──────── MATERIALS PROVIDED

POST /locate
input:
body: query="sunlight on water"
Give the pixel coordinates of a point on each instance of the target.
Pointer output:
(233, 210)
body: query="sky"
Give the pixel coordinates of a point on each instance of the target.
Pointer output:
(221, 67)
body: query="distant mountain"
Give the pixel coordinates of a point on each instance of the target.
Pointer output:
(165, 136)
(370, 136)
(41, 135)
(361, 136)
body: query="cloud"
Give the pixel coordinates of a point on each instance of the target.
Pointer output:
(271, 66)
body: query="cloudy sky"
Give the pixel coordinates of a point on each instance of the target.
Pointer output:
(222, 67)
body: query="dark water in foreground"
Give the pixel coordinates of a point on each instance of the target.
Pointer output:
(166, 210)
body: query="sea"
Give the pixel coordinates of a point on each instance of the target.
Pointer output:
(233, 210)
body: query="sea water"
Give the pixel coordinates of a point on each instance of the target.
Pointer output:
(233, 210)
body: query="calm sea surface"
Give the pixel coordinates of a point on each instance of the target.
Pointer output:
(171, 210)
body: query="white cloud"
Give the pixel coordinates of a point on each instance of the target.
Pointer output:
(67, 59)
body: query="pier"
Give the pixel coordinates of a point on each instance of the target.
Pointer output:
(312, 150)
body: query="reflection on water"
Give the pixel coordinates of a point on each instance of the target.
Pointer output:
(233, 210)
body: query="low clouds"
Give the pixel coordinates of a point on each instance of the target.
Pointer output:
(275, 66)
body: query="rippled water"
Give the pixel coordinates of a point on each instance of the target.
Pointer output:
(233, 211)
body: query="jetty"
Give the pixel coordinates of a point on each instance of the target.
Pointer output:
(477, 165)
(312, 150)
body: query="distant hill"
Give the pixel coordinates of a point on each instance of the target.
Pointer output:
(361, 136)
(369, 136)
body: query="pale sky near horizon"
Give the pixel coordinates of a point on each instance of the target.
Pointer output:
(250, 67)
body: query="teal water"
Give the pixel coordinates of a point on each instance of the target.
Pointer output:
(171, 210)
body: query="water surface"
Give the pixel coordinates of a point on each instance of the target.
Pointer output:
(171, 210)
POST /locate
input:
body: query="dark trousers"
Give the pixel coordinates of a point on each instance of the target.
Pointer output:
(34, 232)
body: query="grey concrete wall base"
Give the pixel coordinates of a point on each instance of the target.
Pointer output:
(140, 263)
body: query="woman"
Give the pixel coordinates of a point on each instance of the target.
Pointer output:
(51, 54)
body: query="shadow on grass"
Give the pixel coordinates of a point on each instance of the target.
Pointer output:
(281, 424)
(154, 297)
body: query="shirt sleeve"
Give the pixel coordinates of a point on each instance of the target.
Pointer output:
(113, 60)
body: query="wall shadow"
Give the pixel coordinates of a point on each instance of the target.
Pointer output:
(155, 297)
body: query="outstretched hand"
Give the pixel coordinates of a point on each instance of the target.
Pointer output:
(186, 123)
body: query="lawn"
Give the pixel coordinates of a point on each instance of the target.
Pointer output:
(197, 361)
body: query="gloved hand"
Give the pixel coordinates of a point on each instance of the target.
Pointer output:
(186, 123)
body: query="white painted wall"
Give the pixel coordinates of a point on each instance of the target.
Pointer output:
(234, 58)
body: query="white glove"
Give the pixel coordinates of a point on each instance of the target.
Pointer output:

────────────────
──────── MATERIALS PROVIDED

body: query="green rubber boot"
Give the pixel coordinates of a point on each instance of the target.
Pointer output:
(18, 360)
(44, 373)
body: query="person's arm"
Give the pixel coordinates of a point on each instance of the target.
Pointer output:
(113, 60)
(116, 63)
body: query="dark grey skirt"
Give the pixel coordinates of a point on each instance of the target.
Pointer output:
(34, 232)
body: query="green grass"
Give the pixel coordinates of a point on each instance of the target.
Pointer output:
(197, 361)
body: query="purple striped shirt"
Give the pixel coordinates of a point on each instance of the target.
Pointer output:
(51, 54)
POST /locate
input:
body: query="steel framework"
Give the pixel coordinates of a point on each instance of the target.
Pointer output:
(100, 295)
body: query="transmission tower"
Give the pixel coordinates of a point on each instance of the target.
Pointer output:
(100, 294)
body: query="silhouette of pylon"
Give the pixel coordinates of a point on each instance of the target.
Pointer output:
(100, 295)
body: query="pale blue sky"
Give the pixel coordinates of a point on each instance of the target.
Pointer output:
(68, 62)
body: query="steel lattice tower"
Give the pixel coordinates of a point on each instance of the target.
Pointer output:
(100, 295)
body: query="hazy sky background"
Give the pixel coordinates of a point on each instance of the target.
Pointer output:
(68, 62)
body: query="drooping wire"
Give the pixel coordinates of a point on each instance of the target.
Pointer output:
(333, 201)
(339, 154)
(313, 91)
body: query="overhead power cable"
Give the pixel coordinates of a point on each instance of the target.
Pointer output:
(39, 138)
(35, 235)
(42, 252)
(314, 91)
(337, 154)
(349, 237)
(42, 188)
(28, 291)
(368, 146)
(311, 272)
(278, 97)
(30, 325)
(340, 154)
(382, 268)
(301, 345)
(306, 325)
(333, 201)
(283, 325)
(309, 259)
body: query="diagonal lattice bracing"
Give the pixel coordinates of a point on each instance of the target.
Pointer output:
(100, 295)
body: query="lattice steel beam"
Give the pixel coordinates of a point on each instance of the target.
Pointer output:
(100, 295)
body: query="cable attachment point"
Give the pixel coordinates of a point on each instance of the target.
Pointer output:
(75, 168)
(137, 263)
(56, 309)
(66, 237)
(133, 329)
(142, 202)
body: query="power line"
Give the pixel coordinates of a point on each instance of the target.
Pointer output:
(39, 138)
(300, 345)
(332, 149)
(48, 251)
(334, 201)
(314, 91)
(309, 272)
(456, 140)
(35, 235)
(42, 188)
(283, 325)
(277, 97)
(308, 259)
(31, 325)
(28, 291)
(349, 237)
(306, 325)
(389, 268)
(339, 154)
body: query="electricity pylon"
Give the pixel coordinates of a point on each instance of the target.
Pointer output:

────────────────

Can you gather and copy out every line of the items above that contains the word "power"?

body: query="overhead power cable"
body: query="power line"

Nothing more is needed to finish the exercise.